--- START EXCERPTED RECORDS ---

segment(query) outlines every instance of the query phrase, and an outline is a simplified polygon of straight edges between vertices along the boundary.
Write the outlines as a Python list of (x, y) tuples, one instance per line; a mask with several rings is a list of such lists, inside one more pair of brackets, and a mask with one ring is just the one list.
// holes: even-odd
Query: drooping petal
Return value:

--- END EXCERPTED RECORDS ---

*STATED GOAL:* Rewrite the rows with every "vertices" changed to "corner points" and nothing else altered.

*COMPLETE ANSWER:*
segment(query) outlines every instance of the query phrase, and an outline is a simplified polygon of straight edges between corner points along the boundary.
Write the outlines as a Python list of (x, y) tuples, one instance per line; a mask with several rings is a list of such lists, inside one more pair of brackets, and a mask with one ring is just the one list.
// holes: even-odd
Query: drooping petal
Return value:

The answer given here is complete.